**Text for analysis:**
[Start of section]

What “unretirements” can tell us about the job market.

These days, economists find themselves in a fog with respect to the labor market.

First, there’s the fact that the monthly jobs report for September was released a month late and the October report was cancelled entirely. But, on top of that, the data that do exist are giving mixed signals. The number of jobs being added to the economy has slowed to a crawl. But, the unemployment rate has remained low by historical standards. Job openings and worker quits – which respectively measure how easy it is to get a job and how comfortable people feel leaving one – are falling quickly (bad) but also in line with historical averages (good). What’s going on?

In these situations, I turn to any measure of labor market health that I can find. As a retirement researcher, one of my personal favorites is the unretirement rate. The unretirement rate is exactly what it sounds like: the share of workers who claim to be retired at a given point and then report that they are working a year later.

Unretirement is a way for older workers to solve both financial and nonfinancial problems. Some retirees face financial pressures because of low savings rates, high medical costs, and longer lifespans; and some find that retirement isn’t what they expected and may miss the social connection and sense of purpose that can come with a job.

One could imagine that high rates of unretirement are a bad sign for the economy, for example because the stock market is down and retirees need to work to recoup their losses. But, in general, the research suggests that the stock market does not drive behavior around retirement. Instead, workers tend to unretire when it is easiest to do so – i.e., when the job market is strong. So, looking at the rate of unretirement can tell us something about the broader job market and just where it might be going. When the unretirement rate is high, the labor market is likely to be good.

To examine where the unretirement rate stands, I went to the same survey from which those monthly employment reports (usually) come – the Current Population Survey (CPS). I identified workers ages 55 and over who claimed to be retired when they were interviewed by the CPS. Then, I used the longitudinal feature of the CPS to follow up with those same individuals when they were interviewed one year later. Those who said that they were employed at that time were said to have unretired.

[End of section]

**Required work:**
(a) In the article on unretirement, which survey was used to examine where the unretirement rate stands?
(b) Retype everything in the article on unretirement from "These days, economists" down to "What’s going on?".
Rely solely on the article on unretirement above.

**Provided data:**

[Start of section]

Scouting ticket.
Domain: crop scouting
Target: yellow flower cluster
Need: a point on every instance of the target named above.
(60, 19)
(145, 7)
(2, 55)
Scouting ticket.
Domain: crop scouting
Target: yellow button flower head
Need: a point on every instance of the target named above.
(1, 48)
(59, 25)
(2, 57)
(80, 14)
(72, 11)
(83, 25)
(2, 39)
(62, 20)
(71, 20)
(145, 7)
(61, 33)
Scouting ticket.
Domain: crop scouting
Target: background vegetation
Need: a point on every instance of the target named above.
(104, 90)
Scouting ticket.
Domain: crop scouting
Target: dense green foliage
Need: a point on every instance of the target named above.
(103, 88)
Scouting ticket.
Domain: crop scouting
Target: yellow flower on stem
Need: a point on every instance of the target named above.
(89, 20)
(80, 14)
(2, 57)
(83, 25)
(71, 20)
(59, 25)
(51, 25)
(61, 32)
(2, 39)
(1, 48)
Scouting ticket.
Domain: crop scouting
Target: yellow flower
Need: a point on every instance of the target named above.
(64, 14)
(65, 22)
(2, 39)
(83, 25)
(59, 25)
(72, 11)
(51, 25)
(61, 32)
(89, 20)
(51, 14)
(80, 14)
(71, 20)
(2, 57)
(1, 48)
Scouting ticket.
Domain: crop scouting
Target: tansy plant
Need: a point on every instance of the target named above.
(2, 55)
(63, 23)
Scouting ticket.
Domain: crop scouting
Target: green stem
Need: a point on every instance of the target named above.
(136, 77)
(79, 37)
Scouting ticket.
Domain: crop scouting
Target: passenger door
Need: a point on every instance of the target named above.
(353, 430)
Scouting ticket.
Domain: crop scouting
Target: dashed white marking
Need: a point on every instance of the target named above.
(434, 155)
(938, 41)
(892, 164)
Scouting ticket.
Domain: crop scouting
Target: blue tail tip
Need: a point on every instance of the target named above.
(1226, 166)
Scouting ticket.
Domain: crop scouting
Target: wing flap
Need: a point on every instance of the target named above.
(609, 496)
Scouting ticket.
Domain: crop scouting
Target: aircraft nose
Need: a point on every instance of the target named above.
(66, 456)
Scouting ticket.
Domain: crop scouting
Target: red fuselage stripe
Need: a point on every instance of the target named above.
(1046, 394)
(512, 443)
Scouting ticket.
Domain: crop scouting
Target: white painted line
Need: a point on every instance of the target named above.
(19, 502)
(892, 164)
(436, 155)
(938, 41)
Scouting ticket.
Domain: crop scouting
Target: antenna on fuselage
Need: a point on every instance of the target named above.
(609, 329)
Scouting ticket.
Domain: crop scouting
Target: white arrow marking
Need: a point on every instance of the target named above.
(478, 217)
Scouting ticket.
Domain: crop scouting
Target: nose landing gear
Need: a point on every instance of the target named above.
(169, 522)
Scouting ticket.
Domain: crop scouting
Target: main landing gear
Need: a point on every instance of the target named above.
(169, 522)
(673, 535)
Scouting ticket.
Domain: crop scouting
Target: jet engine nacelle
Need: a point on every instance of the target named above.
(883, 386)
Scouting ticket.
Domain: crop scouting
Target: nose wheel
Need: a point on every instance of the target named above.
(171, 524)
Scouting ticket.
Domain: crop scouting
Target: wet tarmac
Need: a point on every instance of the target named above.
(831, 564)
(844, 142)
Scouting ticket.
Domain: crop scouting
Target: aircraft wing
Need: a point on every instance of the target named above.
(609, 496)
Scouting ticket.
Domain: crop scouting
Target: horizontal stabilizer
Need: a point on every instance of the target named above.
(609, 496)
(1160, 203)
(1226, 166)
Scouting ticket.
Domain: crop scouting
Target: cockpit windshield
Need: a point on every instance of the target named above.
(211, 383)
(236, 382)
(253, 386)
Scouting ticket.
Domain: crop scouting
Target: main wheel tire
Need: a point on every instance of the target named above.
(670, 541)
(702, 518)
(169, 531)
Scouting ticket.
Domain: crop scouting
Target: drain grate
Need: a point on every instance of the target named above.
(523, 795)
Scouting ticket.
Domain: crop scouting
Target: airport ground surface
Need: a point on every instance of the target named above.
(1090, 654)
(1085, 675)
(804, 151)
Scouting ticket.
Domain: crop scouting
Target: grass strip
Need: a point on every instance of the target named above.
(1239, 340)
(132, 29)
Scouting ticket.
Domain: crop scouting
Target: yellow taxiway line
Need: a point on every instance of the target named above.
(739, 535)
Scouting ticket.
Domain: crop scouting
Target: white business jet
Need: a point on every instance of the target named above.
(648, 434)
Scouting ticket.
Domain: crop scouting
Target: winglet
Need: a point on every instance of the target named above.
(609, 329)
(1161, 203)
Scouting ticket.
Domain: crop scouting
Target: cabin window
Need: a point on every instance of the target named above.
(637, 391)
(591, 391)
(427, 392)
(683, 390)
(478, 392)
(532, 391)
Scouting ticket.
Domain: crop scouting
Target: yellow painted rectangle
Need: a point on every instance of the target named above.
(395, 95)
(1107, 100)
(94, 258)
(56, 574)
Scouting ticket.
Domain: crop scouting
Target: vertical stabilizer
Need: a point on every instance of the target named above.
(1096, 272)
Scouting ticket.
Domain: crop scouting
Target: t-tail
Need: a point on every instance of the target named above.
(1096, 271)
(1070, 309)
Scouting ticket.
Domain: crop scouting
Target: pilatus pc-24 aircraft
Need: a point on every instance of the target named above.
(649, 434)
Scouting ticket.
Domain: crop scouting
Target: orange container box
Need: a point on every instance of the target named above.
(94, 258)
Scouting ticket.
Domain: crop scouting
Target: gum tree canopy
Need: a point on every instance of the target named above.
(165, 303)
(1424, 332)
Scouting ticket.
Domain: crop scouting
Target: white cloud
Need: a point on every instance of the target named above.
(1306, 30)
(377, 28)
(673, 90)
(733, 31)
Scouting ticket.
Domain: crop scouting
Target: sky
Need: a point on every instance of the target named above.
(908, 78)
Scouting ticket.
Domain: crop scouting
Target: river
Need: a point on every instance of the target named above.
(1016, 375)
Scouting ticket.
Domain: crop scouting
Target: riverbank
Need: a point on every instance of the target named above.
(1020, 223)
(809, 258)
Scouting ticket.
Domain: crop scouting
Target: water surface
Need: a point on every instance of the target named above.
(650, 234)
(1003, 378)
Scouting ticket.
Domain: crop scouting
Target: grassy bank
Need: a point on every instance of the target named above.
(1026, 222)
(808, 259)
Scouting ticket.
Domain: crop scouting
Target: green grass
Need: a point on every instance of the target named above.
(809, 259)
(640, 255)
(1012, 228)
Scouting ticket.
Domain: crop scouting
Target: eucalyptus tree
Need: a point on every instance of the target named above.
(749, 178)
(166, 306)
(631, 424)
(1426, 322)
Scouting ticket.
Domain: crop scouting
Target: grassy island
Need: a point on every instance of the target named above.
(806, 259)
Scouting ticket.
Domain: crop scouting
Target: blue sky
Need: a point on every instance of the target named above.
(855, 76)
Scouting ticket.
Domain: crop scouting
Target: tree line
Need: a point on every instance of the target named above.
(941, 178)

[End of section]

**List of answers:**
(a) The Current Population Survey (CPS).

(b)
These days, economists find themselves in a fog with respect to the labor market.

First, there’s the fact that the monthly jobs report for September was released a month late and the October report was cancelled entirely. But, on top of that, the data that do exist are giving mixed signals. The number of jobs being added to the economy has slowed to a crawl. But, the unemployment rate has remained low by historical standards. Job openings and worker quits – which respectively measure how easy it is to get a job and how comfortable people feel leaving one – are falling quickly (bad) but also in line with historical averages (good). What’s going on?